**Given request**. Exactly reproduce the line containing "Indicate the index" together with every line after it, through the end of the entries, and give nothing more.

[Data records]
((
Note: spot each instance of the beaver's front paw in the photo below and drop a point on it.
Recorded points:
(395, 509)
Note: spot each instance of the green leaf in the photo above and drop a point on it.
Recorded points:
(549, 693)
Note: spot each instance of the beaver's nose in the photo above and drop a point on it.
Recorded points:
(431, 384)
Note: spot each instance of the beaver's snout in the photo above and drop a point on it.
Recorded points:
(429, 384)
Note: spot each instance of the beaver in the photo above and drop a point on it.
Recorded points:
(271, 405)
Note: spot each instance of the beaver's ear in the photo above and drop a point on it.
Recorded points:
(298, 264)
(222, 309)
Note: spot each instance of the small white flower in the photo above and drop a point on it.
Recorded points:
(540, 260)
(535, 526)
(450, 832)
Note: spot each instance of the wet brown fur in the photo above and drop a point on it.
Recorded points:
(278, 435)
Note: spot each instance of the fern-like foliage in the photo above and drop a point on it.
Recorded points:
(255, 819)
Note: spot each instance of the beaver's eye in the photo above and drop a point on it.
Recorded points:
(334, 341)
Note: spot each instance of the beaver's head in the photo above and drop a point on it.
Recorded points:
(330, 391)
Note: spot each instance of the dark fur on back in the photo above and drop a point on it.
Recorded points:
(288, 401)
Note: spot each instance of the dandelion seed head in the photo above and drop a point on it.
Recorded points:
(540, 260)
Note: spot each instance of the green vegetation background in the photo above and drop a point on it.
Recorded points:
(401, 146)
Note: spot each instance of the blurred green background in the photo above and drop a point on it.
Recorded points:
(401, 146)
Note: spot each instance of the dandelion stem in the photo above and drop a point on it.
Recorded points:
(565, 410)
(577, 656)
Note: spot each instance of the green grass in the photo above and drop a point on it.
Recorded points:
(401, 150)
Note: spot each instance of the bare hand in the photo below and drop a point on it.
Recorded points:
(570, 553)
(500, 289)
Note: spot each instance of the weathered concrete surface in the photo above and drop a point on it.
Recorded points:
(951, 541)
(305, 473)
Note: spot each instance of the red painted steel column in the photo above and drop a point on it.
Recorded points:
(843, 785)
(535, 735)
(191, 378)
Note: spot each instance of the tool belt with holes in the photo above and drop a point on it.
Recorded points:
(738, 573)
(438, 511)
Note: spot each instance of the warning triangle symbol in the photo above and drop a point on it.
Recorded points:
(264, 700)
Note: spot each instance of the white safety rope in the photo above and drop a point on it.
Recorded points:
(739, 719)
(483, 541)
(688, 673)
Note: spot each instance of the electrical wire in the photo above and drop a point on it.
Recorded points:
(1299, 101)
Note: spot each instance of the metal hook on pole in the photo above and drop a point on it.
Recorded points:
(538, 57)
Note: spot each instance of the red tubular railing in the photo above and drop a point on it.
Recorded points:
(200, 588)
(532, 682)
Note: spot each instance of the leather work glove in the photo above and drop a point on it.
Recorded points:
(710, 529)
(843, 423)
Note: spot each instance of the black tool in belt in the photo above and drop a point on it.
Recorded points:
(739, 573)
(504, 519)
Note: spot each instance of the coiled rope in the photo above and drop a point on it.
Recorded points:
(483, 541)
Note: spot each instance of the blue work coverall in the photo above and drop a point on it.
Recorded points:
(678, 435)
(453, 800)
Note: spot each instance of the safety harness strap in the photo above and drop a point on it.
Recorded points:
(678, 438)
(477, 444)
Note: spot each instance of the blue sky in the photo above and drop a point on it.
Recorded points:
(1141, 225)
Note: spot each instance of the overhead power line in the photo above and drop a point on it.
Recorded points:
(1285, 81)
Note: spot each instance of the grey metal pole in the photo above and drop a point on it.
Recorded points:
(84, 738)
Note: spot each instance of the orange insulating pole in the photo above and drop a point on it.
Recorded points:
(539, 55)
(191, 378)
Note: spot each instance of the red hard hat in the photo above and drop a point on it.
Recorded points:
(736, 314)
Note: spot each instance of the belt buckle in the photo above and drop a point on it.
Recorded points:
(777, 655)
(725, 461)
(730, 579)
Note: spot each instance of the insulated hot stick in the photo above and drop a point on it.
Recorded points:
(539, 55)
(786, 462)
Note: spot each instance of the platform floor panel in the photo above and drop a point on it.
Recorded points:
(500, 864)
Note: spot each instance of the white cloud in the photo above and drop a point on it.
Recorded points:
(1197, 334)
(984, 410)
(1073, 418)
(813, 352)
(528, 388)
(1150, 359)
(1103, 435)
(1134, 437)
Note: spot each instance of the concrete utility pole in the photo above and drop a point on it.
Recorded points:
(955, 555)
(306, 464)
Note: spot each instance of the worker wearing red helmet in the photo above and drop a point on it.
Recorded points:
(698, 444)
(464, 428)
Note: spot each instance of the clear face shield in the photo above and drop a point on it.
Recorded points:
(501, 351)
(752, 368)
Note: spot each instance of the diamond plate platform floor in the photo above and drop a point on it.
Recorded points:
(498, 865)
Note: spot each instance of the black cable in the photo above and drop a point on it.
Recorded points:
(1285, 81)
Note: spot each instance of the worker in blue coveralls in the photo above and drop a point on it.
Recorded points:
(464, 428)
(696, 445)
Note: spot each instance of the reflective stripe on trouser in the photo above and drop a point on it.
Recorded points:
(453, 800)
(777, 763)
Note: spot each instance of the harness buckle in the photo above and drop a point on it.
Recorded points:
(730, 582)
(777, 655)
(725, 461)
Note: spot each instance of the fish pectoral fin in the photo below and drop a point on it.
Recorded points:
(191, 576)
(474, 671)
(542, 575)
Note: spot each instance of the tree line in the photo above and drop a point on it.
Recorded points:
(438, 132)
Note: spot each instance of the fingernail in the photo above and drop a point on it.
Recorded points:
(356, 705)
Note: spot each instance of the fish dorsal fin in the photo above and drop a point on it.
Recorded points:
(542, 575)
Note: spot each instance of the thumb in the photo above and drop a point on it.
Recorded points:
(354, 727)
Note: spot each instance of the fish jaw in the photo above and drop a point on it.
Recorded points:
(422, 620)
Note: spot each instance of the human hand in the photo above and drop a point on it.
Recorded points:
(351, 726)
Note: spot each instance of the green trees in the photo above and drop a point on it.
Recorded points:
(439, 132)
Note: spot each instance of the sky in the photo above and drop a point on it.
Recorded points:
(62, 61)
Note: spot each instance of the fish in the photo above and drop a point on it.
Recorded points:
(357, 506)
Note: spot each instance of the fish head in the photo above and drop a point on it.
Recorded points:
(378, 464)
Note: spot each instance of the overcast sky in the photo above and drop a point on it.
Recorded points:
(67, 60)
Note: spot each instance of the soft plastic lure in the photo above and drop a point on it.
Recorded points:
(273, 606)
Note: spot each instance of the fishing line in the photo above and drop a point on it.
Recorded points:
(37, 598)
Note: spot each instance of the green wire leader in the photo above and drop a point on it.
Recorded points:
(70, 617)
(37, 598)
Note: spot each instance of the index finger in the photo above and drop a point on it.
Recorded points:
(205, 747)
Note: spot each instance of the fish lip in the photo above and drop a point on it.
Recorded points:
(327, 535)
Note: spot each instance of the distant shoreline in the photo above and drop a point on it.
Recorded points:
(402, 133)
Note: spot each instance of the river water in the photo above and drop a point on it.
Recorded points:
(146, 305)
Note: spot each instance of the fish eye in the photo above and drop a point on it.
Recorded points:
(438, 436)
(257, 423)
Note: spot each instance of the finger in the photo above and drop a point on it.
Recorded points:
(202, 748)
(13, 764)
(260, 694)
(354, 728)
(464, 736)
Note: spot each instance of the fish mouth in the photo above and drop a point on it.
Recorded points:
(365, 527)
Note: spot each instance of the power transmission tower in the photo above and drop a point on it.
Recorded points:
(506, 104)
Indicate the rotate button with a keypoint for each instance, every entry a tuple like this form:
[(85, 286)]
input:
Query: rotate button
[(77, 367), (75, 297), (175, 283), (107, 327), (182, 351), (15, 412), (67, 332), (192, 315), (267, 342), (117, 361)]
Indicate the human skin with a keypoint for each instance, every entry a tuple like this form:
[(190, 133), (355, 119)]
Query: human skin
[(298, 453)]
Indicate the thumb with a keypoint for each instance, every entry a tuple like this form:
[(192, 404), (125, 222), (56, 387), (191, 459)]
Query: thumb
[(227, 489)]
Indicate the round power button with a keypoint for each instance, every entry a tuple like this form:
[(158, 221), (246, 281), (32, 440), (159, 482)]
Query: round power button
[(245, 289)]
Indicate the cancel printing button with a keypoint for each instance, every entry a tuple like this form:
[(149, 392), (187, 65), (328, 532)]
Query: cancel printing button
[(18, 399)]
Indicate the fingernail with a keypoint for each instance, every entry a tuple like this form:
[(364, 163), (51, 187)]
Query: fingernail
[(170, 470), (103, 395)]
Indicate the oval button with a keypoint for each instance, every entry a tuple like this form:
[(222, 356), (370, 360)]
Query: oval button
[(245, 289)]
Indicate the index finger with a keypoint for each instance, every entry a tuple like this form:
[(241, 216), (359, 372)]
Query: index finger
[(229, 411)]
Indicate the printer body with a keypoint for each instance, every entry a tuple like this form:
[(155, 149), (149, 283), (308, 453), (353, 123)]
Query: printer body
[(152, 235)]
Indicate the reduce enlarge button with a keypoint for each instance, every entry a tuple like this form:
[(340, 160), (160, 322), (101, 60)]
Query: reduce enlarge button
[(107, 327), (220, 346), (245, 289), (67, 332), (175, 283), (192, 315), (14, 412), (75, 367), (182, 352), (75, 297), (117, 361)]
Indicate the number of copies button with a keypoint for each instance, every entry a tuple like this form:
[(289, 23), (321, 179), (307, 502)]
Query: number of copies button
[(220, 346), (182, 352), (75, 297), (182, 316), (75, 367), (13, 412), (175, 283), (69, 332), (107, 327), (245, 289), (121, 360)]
))
**The solution**.
Indicate the index finger with a keypoint for each instance, every entry a tuple like this form:
[(241, 216), (359, 372)]
Query: index finger
[(229, 411)]
Indicate the printer body with a keypoint for each instance, every entry a tuple like this form:
[(155, 149), (149, 283), (308, 453), (353, 123)]
Query: printer body
[(152, 235)]
Indicate the reduce enlarge button with a keypoint for each instance, every entry a tuple like this form:
[(340, 160), (160, 322), (101, 60)]
Query: reduce enlarge button
[(107, 327), (220, 346), (245, 289), (67, 332), (175, 283), (192, 315), (14, 412), (75, 367), (182, 352), (75, 297), (117, 361)]
Indicate the number of copies button with a keypoint for each instance, every entry a tuple like this form:
[(289, 23), (321, 179), (307, 502)]
Query: number of copies button
[(220, 346), (182, 352), (75, 297), (182, 316), (75, 367), (13, 412), (175, 283), (69, 332), (107, 327), (245, 289), (121, 360)]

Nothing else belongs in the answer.